*** Information given ***

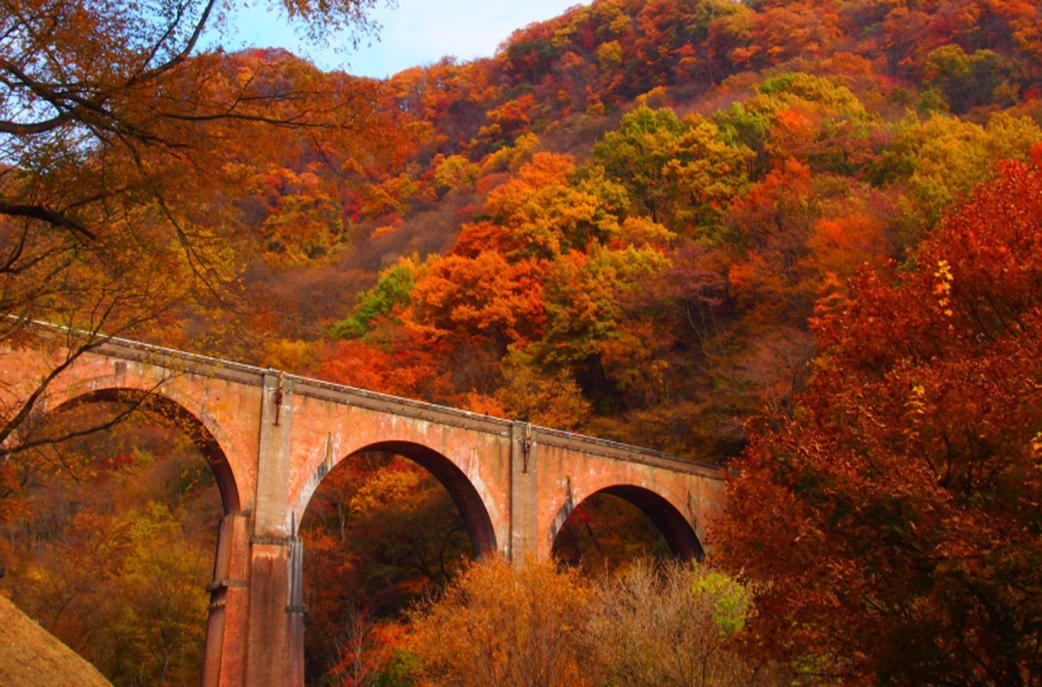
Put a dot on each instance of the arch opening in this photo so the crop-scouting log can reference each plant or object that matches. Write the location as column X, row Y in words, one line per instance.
column 167, row 410
column 131, row 487
column 674, row 530
column 385, row 525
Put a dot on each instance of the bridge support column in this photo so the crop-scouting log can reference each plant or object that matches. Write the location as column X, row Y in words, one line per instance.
column 524, row 512
column 275, row 636
column 224, row 662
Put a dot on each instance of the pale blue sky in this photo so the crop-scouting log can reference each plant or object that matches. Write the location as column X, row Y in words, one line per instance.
column 416, row 32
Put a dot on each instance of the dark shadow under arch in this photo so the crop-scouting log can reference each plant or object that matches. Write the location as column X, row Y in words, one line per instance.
column 678, row 533
column 482, row 536
column 183, row 419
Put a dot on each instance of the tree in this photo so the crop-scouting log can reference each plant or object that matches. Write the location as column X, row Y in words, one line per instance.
column 119, row 143
column 500, row 624
column 670, row 626
column 893, row 518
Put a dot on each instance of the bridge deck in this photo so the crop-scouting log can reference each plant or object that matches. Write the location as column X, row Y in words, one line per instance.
column 183, row 362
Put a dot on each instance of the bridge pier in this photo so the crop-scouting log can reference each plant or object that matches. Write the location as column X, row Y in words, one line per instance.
column 275, row 648
column 272, row 438
column 523, row 494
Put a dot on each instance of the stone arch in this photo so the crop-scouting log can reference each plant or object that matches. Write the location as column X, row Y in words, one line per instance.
column 202, row 436
column 463, row 491
column 670, row 520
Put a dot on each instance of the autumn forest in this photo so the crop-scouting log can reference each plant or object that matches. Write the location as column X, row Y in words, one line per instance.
column 798, row 240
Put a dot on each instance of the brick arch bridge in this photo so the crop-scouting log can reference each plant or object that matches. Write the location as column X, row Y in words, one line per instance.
column 271, row 438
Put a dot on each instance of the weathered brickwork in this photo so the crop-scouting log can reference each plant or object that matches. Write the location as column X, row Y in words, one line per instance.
column 271, row 438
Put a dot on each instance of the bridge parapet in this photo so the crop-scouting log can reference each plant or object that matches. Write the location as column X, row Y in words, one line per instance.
column 272, row 438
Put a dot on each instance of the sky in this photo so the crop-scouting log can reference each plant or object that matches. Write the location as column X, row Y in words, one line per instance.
column 416, row 32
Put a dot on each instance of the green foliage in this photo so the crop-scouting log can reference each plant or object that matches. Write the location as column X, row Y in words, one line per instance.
column 679, row 173
column 392, row 290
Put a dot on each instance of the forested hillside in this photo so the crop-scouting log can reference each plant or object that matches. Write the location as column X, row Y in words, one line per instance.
column 624, row 220
column 800, row 239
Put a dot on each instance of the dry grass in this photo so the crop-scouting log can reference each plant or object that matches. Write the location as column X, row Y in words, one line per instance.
column 30, row 656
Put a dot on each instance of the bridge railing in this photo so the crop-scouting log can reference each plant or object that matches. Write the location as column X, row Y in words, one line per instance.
column 184, row 362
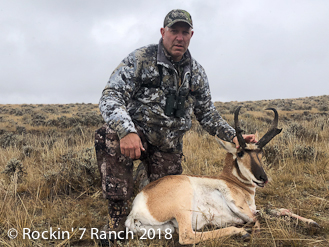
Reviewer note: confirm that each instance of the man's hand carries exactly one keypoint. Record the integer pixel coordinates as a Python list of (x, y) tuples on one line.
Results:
[(248, 138), (131, 146)]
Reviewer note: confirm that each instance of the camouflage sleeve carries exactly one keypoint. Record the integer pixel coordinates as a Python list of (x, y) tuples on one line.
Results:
[(117, 94), (204, 109)]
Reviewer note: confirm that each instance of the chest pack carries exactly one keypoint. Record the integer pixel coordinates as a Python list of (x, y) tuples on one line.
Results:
[(175, 100)]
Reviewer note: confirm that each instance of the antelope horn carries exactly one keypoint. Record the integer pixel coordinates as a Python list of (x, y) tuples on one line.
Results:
[(238, 131), (272, 132)]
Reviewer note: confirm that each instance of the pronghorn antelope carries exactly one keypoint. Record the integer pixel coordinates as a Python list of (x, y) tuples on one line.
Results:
[(188, 203)]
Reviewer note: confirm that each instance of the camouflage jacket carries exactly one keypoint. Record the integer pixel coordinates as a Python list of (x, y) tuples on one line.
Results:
[(134, 97)]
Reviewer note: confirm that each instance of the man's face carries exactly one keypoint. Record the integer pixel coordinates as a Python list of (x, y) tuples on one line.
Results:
[(176, 39)]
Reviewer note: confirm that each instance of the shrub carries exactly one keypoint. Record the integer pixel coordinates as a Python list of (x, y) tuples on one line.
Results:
[(14, 166)]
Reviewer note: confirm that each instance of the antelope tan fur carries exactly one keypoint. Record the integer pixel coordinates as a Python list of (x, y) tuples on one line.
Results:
[(188, 203)]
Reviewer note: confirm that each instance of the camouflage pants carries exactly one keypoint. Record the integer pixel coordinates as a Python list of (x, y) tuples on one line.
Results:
[(117, 170)]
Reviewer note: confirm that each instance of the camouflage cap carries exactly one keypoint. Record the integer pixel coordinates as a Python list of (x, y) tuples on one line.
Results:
[(177, 15)]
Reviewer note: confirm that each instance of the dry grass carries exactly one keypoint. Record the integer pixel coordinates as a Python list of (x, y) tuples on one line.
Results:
[(50, 178)]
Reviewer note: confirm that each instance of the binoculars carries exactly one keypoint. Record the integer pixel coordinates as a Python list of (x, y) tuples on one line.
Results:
[(175, 105)]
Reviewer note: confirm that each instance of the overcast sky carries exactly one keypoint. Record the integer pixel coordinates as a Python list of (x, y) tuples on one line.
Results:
[(64, 51)]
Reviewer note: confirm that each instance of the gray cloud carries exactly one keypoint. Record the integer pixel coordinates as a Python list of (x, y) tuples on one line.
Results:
[(64, 51)]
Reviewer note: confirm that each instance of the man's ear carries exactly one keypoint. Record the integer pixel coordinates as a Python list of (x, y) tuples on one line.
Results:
[(257, 136), (162, 31)]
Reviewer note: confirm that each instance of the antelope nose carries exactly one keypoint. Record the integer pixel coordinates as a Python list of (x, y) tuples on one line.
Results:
[(264, 178)]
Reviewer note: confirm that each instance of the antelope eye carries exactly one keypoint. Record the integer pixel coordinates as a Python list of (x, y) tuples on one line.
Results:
[(240, 154)]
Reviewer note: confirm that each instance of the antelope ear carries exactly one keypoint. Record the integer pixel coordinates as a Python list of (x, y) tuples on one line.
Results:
[(228, 146)]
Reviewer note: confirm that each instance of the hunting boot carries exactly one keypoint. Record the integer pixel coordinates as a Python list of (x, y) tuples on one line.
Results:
[(118, 212)]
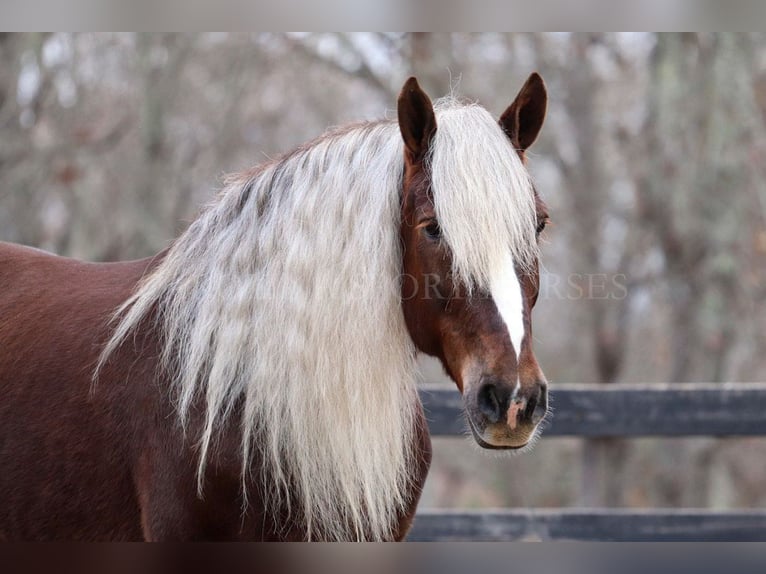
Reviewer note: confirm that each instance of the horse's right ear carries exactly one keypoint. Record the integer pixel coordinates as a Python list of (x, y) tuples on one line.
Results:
[(416, 119)]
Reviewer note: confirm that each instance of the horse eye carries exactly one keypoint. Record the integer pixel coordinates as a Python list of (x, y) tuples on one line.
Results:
[(433, 231)]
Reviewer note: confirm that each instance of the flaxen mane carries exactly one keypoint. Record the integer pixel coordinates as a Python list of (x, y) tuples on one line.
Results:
[(284, 294)]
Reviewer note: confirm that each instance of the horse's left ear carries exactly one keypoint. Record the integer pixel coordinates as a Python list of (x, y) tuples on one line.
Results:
[(524, 117)]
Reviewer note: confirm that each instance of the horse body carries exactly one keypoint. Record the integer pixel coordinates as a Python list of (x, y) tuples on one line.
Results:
[(65, 454), (256, 380), (82, 463)]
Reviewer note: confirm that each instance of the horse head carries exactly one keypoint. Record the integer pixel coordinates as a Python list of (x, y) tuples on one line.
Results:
[(478, 327)]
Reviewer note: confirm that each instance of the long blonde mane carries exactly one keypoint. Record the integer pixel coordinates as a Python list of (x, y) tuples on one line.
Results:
[(284, 296)]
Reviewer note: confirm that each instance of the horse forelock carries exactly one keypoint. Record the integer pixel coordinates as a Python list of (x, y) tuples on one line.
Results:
[(483, 195), (283, 297)]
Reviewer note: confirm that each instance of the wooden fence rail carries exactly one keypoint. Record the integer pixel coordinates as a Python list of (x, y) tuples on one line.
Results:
[(693, 409)]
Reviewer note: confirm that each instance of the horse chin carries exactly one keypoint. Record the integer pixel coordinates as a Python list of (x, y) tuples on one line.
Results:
[(490, 446)]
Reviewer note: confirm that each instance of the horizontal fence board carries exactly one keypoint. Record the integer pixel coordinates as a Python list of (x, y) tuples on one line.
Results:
[(622, 410), (589, 525)]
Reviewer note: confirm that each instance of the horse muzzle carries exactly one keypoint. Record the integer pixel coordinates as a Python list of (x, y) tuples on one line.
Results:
[(505, 416)]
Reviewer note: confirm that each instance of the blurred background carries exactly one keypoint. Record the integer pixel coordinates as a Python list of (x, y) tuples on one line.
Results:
[(652, 162)]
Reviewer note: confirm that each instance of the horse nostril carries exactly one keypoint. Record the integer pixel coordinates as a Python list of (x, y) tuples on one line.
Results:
[(493, 401), (538, 412)]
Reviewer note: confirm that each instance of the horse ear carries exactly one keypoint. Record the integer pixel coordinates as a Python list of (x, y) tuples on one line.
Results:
[(524, 117), (416, 119)]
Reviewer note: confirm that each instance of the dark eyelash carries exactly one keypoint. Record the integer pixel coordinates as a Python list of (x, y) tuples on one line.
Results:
[(433, 230)]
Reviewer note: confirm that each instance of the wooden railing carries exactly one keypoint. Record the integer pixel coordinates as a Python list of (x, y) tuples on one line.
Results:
[(688, 409)]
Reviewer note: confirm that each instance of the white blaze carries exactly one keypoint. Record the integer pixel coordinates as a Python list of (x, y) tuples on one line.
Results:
[(506, 292)]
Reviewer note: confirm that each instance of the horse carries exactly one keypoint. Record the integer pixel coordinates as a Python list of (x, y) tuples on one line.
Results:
[(257, 379)]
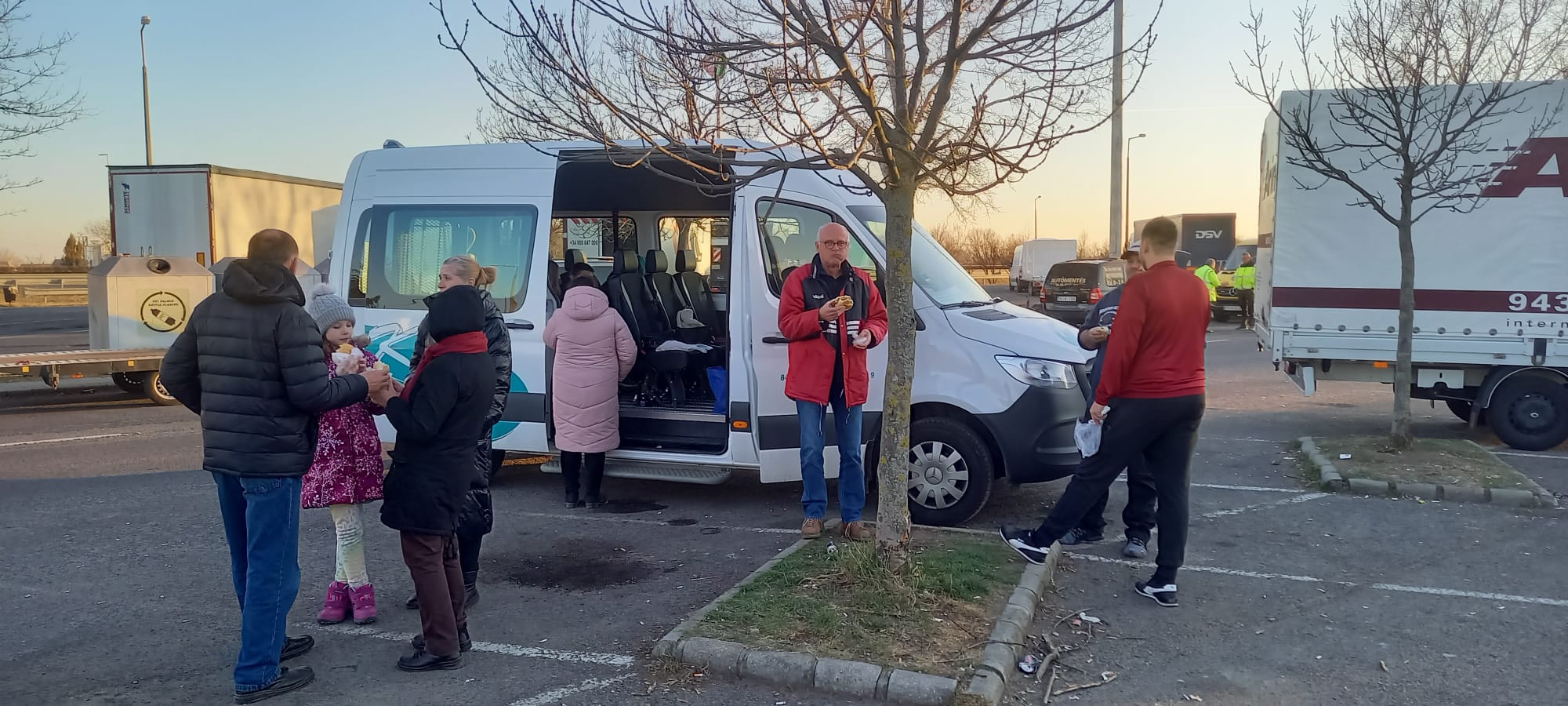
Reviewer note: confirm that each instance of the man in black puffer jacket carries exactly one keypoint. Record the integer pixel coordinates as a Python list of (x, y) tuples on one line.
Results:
[(250, 363)]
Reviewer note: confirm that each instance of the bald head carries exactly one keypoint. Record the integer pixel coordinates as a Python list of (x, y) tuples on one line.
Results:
[(833, 246), (274, 246)]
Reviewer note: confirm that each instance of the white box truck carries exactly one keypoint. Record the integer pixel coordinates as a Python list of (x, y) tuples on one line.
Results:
[(211, 213), (1033, 261), (1492, 285)]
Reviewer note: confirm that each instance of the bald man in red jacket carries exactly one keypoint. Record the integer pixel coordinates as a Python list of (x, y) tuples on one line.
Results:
[(1150, 402)]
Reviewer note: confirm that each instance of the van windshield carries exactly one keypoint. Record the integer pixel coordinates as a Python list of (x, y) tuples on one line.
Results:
[(935, 272)]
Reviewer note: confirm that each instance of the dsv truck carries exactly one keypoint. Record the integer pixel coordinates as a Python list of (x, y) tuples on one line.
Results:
[(1492, 283), (996, 391)]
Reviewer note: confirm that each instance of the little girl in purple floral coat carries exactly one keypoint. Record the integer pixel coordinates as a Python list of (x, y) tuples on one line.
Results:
[(347, 471)]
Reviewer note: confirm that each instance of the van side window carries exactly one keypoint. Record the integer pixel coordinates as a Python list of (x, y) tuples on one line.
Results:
[(595, 236), (789, 241), (401, 249), (705, 236)]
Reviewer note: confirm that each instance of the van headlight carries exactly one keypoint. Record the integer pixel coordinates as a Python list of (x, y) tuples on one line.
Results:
[(1040, 373)]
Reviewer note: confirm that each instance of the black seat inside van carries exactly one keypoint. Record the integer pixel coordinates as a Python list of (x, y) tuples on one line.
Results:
[(695, 291), (662, 286), (630, 296)]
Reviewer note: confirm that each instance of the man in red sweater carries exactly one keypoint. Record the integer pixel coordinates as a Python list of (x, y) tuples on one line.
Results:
[(1150, 402)]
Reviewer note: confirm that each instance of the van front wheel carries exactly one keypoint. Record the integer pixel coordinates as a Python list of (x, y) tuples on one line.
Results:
[(951, 471)]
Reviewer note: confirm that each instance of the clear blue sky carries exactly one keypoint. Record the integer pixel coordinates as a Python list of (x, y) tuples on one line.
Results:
[(302, 87)]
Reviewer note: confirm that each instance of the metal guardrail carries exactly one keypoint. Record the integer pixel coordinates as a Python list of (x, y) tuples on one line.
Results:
[(45, 280)]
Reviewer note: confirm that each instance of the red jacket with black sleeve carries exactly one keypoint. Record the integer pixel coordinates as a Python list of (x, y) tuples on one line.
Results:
[(815, 344), (1158, 346)]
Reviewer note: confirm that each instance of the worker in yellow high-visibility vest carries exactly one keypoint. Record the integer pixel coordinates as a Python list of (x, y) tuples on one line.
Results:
[(1246, 283), (1211, 278)]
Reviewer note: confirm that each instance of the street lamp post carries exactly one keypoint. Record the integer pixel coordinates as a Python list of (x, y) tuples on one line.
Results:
[(1037, 219), (147, 106), (1127, 200)]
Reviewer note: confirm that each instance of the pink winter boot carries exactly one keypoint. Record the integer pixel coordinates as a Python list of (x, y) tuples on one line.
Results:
[(336, 608), (365, 600)]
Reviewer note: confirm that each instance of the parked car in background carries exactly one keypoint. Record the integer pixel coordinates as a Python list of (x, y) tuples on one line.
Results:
[(1034, 260), (1076, 286), (1230, 305)]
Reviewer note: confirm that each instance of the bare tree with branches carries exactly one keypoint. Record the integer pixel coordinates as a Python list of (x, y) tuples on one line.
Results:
[(907, 95), (1409, 90), (31, 104)]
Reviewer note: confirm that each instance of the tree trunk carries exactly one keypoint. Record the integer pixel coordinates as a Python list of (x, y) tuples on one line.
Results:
[(1399, 434), (893, 468)]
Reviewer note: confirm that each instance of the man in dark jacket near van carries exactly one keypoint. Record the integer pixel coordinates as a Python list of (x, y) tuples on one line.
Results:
[(827, 368), (440, 418), (1139, 514), (1150, 401), (250, 363)]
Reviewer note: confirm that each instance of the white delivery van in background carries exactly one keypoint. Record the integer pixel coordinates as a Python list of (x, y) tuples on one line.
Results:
[(1492, 283), (211, 213), (996, 393), (1033, 261)]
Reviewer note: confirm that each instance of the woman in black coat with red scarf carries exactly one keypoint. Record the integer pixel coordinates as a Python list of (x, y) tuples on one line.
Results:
[(440, 417)]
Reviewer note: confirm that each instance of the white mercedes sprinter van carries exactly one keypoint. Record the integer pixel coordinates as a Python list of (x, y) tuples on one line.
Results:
[(996, 393)]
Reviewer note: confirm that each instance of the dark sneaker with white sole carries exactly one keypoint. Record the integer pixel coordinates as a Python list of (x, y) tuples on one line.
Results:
[(1023, 544), (288, 680), (1080, 536), (1164, 595)]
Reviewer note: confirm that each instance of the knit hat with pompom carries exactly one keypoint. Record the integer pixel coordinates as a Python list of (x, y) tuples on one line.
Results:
[(328, 308)]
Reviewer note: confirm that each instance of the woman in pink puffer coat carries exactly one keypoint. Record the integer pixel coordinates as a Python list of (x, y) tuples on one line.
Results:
[(593, 354)]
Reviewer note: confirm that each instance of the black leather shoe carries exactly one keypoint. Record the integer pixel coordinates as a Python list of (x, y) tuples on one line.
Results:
[(288, 682), (423, 661), (463, 642), (296, 647)]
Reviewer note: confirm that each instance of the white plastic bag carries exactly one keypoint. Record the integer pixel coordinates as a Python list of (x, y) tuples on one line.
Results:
[(1087, 437)]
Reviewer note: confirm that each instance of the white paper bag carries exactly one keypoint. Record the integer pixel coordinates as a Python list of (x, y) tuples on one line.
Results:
[(1087, 437)]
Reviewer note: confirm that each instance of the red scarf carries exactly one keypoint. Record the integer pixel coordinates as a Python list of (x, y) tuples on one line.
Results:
[(470, 343)]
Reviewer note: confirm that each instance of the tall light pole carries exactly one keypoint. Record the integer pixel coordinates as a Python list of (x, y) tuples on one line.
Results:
[(1127, 200), (1037, 219), (1116, 129), (147, 106)]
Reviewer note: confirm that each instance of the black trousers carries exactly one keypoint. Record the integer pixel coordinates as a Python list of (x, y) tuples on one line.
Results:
[(1164, 434), (1139, 515), (586, 470)]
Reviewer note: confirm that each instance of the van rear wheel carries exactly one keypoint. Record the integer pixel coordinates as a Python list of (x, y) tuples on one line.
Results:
[(951, 471), (153, 387), (1531, 412)]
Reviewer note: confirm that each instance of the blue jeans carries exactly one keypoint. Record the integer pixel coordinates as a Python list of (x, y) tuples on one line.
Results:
[(261, 520), (852, 473)]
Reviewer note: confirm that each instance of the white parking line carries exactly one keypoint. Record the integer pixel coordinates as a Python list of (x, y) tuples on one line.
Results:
[(1556, 457), (1247, 509), (655, 523), (60, 440), (559, 694), (492, 647), (1349, 584)]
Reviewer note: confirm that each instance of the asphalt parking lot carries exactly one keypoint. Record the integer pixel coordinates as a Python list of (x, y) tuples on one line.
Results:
[(117, 584)]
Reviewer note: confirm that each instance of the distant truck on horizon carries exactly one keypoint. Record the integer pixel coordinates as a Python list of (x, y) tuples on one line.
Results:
[(1203, 238)]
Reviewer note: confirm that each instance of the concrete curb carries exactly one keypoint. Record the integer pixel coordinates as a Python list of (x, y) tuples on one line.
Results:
[(865, 680), (1334, 482)]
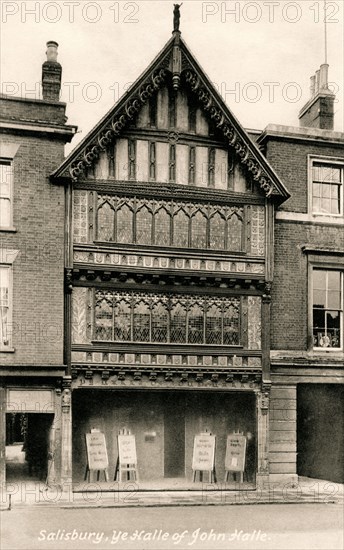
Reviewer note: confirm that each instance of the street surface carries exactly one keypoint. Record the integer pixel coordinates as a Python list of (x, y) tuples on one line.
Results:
[(245, 527)]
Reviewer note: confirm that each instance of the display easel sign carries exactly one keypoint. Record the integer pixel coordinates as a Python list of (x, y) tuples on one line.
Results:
[(127, 449), (203, 458), (235, 454), (97, 458), (127, 458)]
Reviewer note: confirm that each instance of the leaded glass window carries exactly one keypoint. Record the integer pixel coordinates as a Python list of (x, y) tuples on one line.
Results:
[(177, 319), (231, 325), (132, 158), (327, 308), (162, 227), (160, 322), (234, 233), (192, 164), (195, 325), (141, 324), (122, 321), (213, 328), (178, 324), (181, 229), (211, 167), (104, 316), (106, 218), (152, 161), (199, 230), (217, 231), (165, 223), (144, 226), (327, 188), (124, 225), (172, 164)]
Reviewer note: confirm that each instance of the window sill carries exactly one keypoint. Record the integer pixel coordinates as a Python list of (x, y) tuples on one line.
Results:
[(8, 229)]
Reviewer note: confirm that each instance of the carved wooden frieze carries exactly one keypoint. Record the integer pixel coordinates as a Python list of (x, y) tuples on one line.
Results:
[(208, 379), (112, 359), (107, 218), (171, 263)]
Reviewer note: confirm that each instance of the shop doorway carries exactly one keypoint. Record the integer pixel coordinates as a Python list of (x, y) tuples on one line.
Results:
[(174, 436), (27, 442), (320, 427), (164, 424)]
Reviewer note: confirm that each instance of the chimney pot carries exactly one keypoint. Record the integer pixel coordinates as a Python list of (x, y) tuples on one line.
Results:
[(312, 86), (323, 77), (52, 51), (317, 80), (51, 74)]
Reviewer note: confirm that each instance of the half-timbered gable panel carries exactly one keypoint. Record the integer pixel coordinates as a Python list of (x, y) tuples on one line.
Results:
[(172, 140), (171, 209)]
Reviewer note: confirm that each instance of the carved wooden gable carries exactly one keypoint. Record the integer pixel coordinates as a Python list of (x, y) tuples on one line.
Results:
[(172, 127)]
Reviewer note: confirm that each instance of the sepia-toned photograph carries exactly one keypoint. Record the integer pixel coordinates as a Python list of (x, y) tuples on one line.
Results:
[(172, 275)]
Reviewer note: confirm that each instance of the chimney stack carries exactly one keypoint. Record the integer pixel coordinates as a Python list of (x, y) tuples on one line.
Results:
[(51, 74), (319, 110)]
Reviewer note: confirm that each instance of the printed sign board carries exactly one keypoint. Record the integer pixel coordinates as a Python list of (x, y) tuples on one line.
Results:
[(96, 451), (203, 457), (235, 453), (127, 449)]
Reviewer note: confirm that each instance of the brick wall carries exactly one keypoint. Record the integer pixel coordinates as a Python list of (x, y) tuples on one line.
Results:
[(289, 160), (289, 309), (282, 428), (17, 108), (38, 269)]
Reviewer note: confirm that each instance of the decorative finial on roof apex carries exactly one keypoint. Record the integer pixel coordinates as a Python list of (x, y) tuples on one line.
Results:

*** End of Information given ***

Go through the records line by line, and copy each line that holds the string "street".

* Result *
Reviewer note: confirm that each instance of the street lamp post carries exactly one keypoint. Record the integer pixel coordinates as a Python list of (x, y) tuples on one line.
Reviewer note: confirm that each instance of the street surface carries exactly one keypoint. Record the integer pixel coordinates as a Python list of (x, y) tuples on one line.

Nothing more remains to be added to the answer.